- **EXERCISE DIRECTIONS**: Pictures are to be dropped. Everything else in the listing gets copied exactly.
[[ DATA IN THIS EXERCISE, beginning ]]
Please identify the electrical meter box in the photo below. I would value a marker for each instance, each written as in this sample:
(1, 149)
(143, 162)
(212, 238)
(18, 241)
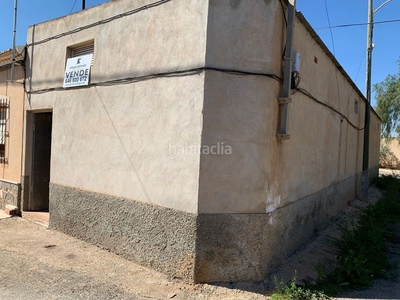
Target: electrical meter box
[[ DATA IN THIS EXERCISE, end ]]
- **REPLY TO THE TASK**:
Please identify the electrical meter box in the photo below. I would value a marker for each instance, each written as in this sample:
(1, 149)
(143, 162)
(212, 238)
(18, 241)
Target: electrical meter box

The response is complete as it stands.